[[ Data listing open ]]

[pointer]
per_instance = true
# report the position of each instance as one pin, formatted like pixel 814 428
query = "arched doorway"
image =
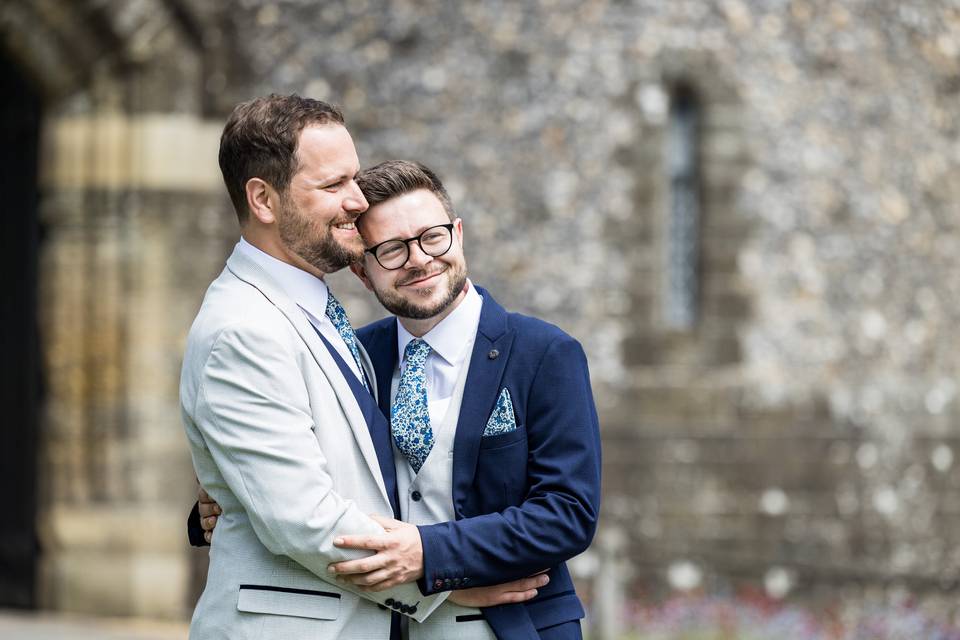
pixel 20 384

[[ Data listing closed ]]

Exercise objective ▸ Only an exact copy of the records counts as an answer. Leave out the images.

Result below ▸
[pointer]
per_instance = true
# report the position of each instance as one pin, formatted like pixel 814 428
query = "arched doorway"
image =
pixel 20 384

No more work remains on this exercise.